* **Stated task**: Swap each occurrence of "single dot" in the items below for "single point", and leave every other part of the lines as it is.

(Entries from a dataset)
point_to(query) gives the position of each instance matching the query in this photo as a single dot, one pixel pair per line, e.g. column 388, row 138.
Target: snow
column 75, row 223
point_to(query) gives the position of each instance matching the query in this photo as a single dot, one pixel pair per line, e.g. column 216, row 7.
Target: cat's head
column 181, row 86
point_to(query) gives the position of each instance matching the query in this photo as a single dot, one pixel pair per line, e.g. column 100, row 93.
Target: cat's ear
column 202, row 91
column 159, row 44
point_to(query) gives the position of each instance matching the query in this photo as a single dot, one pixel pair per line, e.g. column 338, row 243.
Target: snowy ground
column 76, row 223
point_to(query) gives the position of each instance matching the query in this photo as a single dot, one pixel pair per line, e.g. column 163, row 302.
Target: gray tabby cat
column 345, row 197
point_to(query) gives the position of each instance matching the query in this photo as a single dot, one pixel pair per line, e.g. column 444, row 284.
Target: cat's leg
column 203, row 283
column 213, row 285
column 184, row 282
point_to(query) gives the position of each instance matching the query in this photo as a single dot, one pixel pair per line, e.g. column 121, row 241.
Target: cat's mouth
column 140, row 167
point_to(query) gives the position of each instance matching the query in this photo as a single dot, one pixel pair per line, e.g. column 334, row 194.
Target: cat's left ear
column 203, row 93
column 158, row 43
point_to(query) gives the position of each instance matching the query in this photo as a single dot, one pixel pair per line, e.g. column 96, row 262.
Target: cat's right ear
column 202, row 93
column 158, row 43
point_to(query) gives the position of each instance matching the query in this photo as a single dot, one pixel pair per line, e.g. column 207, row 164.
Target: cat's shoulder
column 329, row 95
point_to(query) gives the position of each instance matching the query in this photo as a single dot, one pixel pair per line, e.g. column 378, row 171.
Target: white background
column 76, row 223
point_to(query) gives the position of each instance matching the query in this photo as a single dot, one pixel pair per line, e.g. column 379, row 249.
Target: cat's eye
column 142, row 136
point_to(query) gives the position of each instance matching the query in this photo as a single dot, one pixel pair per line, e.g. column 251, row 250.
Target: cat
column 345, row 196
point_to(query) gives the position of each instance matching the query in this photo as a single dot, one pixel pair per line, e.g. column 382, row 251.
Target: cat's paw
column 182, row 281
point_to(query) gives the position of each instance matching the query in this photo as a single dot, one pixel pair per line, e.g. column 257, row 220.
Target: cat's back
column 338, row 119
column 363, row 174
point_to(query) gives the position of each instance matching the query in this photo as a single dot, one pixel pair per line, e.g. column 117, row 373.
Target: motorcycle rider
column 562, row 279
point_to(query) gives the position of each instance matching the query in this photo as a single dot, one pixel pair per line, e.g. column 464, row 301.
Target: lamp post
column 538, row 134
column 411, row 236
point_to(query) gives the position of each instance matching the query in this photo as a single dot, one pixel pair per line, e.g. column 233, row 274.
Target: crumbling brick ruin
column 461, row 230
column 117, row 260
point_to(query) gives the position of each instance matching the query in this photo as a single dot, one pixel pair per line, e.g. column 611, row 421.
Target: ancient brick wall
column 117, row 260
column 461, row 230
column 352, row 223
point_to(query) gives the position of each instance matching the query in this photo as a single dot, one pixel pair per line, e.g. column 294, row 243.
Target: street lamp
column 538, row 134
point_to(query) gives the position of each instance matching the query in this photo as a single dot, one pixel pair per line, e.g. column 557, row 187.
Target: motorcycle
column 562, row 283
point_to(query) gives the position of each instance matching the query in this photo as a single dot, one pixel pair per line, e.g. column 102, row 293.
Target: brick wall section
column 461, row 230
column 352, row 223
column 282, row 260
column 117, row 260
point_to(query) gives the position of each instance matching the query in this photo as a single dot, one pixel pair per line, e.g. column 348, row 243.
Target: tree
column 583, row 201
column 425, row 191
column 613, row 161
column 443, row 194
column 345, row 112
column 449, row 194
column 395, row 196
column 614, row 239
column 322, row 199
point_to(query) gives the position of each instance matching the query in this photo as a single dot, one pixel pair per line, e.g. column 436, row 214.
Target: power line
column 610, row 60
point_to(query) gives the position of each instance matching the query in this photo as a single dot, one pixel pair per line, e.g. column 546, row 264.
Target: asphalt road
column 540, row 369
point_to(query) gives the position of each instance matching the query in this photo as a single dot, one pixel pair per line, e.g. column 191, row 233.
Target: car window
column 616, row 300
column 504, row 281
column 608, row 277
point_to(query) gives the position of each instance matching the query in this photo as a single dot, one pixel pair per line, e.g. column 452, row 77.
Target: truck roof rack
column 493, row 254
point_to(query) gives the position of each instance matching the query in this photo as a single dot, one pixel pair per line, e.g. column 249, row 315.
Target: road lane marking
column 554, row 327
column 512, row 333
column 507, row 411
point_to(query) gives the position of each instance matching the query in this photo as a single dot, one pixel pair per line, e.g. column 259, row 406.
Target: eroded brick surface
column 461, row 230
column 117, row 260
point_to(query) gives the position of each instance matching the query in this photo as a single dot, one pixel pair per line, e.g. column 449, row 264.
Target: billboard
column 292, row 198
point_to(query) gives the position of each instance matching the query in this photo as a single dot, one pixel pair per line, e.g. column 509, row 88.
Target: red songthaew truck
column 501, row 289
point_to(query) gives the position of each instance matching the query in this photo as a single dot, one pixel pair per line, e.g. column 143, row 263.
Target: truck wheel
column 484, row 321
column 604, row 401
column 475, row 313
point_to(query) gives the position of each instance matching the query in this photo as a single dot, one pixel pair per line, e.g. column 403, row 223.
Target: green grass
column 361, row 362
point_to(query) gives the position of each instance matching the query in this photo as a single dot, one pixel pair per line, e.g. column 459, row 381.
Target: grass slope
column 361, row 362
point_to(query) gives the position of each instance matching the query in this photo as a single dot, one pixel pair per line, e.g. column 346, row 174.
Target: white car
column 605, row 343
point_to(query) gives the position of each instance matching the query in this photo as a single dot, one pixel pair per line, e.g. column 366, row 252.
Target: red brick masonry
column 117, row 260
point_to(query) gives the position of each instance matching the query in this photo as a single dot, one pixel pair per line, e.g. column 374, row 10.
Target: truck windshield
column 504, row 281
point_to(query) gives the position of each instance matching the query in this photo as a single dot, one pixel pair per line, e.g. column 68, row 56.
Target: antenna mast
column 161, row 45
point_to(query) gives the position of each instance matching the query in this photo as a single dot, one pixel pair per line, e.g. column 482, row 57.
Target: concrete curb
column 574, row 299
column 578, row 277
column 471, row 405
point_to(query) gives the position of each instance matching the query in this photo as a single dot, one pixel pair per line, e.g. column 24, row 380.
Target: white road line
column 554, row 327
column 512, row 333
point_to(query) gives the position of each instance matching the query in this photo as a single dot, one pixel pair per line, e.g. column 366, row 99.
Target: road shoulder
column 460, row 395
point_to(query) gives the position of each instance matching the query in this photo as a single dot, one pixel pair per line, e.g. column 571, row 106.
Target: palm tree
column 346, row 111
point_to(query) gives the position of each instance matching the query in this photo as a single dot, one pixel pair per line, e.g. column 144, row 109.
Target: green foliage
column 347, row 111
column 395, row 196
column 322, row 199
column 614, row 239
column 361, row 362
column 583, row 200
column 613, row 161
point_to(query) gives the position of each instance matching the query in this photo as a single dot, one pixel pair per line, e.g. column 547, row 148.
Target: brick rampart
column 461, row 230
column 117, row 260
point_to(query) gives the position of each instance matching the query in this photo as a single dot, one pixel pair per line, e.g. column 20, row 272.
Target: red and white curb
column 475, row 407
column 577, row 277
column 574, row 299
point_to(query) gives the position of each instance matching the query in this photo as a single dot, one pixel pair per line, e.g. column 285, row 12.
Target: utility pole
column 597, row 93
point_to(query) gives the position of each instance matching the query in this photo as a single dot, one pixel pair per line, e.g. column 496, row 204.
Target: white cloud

* **Output of the exercise**:
point_to(query) gives the position of each instance matching the query in this photo as a single point, one pixel pair per line, e.g. column 388, row 138.
Target: snow
column 75, row 223
point_to(query) gives the position of each instance matching the query in this photo as a single point, one pixel pair per line, e.g. column 216, row 7.
Target: cat's head
column 181, row 86
point_to(query) gives the position of each instance matching the query in this photo as a single point, one pixel pair per line, e.g. column 100, row 93.
Target: cat's ear
column 202, row 91
column 159, row 44
point_to(query) gives the position of each instance matching the query in this photo as a single point, one pixel pair per line, e.g. column 338, row 243.
Target: snowy ground
column 76, row 223
point_to(query) gives the position of each instance matching the query in this photo as a single point, one pixel pair per line, e.g. column 163, row 302.
Target: gray tabby cat
column 345, row 197
point_to(query) gives the position of each instance matching the query in this photo as a single point, one pixel pair per line, e.g. column 444, row 284.
Target: cat's leg
column 203, row 283
column 213, row 285
column 184, row 282
point_to(query) gives the position of each instance matching the query in this photo as a single point, one pixel pair per line, e.g. column 121, row 241.
Target: cat's mouth
column 140, row 167
point_to(query) gives the position of each instance matching the query in this photo as a single point, one pixel pair per line, e.g. column 334, row 194.
Target: cat's left ear
column 203, row 93
column 158, row 43
point_to(query) gives the position of each instance matching the query in this photo as a single point, one pixel pair per line, e.g. column 96, row 262.
Target: cat's right ear
column 202, row 93
column 158, row 43
point_to(query) gives the position of each instance matching the query in this photo as a single point, one pixel pair per line, e.g. column 207, row 164.
Target: cat's shoulder
column 329, row 95
point_to(query) gives the position of each instance matching the query in this photo as a single point, one pixel pair per line, e.g. column 378, row 171.
Target: white background
column 76, row 223
point_to(query) gives the position of each instance matching the query in this photo as a single point, one pixel pair per line, e.g. column 379, row 249.
Target: cat's eye
column 142, row 136
point_to(query) gives the position of each instance matching the query in this photo as a single point, one pixel pair per line, e.g. column 251, row 250.
Target: cat
column 345, row 196
point_to(query) gives the position of each instance matching the query in this photo as a single point, one pixel pair per line, e.g. column 382, row 251.
Target: cat's paw
column 182, row 281
point_to(query) gives the position of each instance matching the query in this photo as a single point, one pixel pair per line, e.g. column 257, row 220.
Target: cat's back
column 338, row 119
column 363, row 174
point_to(query) gives the position of each instance matching the query in this photo as a single point, one pixel pair per line, e.g. column 117, row 373.
Target: motorcycle rider
column 562, row 279
point_to(query) gives the position of each instance matching the query in this photo as a single point, one pixel pair per line, e.g. column 464, row 301.
Target: lamp post
column 538, row 134
column 411, row 236
point_to(query) gives the position of each instance matching the query in this photo as a single point, one pixel pair per line, e.g. column 233, row 274.
Target: crumbling brick ruin
column 461, row 230
column 117, row 260
point_to(query) gives the position of each instance matching the query in this photo as a single point, one pixel pair per line, e.g. column 611, row 421.
Target: ancient brick wall
column 117, row 260
column 461, row 230
column 352, row 223
point_to(query) gives the position of each instance matching the query in this photo as a single point, one pixel pair per line, e.g. column 294, row 243.
Target: street lamp
column 538, row 134
point_to(query) gives the position of each instance matching the query in this photo as a single point, one pixel pair per line, e.g. column 557, row 187.
Target: motorcycle
column 562, row 283
point_to(query) gives the position of each instance matching the query in this photo as a single point, one pixel pair per line, e.g. column 102, row 293.
Target: brick wall section
column 461, row 230
column 352, row 223
column 282, row 260
column 117, row 260
point_to(query) gives the position of each instance matching the query in this photo as a single point, one pixel pair per line, e.g. column 348, row 243.
Target: tree
column 583, row 201
column 425, row 191
column 613, row 161
column 443, row 194
column 345, row 112
column 449, row 194
column 395, row 196
column 614, row 239
column 322, row 199
point_to(query) gives the position of each instance matching the query in this photo as a single point, one pixel pair per line, e.g. column 436, row 214.
Target: power line
column 610, row 60
point_to(query) gives the position of each instance matching the query in this photo as a single point, one pixel pair per line, e.g. column 546, row 264.
Target: asphalt road
column 540, row 369
point_to(query) gives the position of each instance matching the query in this photo as a single point, one pixel pair per line, e.g. column 191, row 233.
Target: car window
column 616, row 300
column 504, row 281
column 608, row 277
point_to(query) gives the position of each instance matching the query in this photo as a single point, one pixel pair per line, e.g. column 452, row 77.
Target: truck roof rack
column 493, row 254
point_to(query) gives the position of each instance matching the query in this photo as a single point, one pixel pair per line, e.g. column 249, row 315.
Target: road lane marking
column 554, row 327
column 512, row 333
column 507, row 411
point_to(query) gives the position of each instance matching the query in this photo as a single point, one pixel pair per line, e.g. column 259, row 406.
Target: eroded brick surface
column 461, row 230
column 117, row 260
point_to(query) gives the position of each instance matching the query in this photo as a single point, one pixel pair per line, e.g. column 449, row 264.
Target: billboard
column 292, row 198
point_to(query) gives the position of each instance matching the query in this photo as a single point, one pixel pair per line, e.g. column 509, row 88.
Target: red songthaew truck
column 501, row 289
point_to(query) gives the position of each instance matching the query in this photo as a single point, one pixel pair per line, e.g. column 143, row 263.
Target: truck wheel
column 484, row 321
column 604, row 401
column 475, row 313
point_to(query) gives the position of each instance matching the query in this photo as a single point, one pixel pair per line, e.g. column 403, row 223.
Target: green grass
column 361, row 362
point_to(query) gives the position of each instance matching the query in this photo as a single point, one pixel pair per line, e.g. column 459, row 381.
Target: grass slope
column 361, row 362
point_to(query) gives the position of each instance matching the query in this photo as a single point, one pixel pair per line, e.g. column 346, row 174.
Target: white car
column 605, row 343
point_to(query) gives the position of each instance matching the query in this photo as a single point, one pixel pair per line, e.g. column 366, row 252.
Target: red brick masonry
column 117, row 260
point_to(query) gives the position of each instance matching the query in this photo as a single point, one pixel pair per line, e.g. column 374, row 10.
Target: truck windshield
column 504, row 281
point_to(query) gives the position of each instance matching the query in this photo as a single point, one pixel pair per line, e.g. column 68, row 56.
Target: antenna mast
column 161, row 45
point_to(query) gives the position of each instance matching the query in this photo as a single point, one pixel pair per line, e.g. column 482, row 57.
Target: concrete curb
column 574, row 299
column 578, row 277
column 471, row 405
point_to(query) gives the position of each instance matching the query in this photo as a single point, one pixel pair per line, e.g. column 24, row 380.
Target: white road line
column 554, row 327
column 512, row 333
point_to(query) gives the position of each instance matching the query in this photo as a single point, one pixel pair per line, e.g. column 366, row 99.
Target: road shoulder
column 460, row 395
point_to(query) gives the position of each instance matching the query in this photo as a single point, one pixel pair per line, e.g. column 571, row 106.
Target: palm tree
column 346, row 111
point_to(query) gives the position of each instance matching the query in this photo as a single point, one pixel pair per line, e.g. column 144, row 109.
Target: green foliage
column 347, row 111
column 395, row 196
column 322, row 199
column 614, row 239
column 361, row 362
column 583, row 200
column 613, row 161
point_to(query) gives the position of each instance matching the query in this photo as a single point, one pixel pair per line, e.g. column 547, row 148.
Target: brick rampart
column 461, row 230
column 117, row 260
point_to(query) gives the position of each instance matching the query in this photo as a single point, one pixel pair per line, e.g. column 20, row 272.
Target: red and white curb
column 475, row 407
column 577, row 277
column 574, row 299
point_to(query) gives the position of each instance matching the query in this photo as a single point, one pixel pair per line, e.g. column 285, row 12.
Target: utility pole
column 597, row 93
point_to(query) gives the position of each instance matching the query in this photo as a single point, one pixel pair per line, e.g. column 496, row 204.
Target: white cloud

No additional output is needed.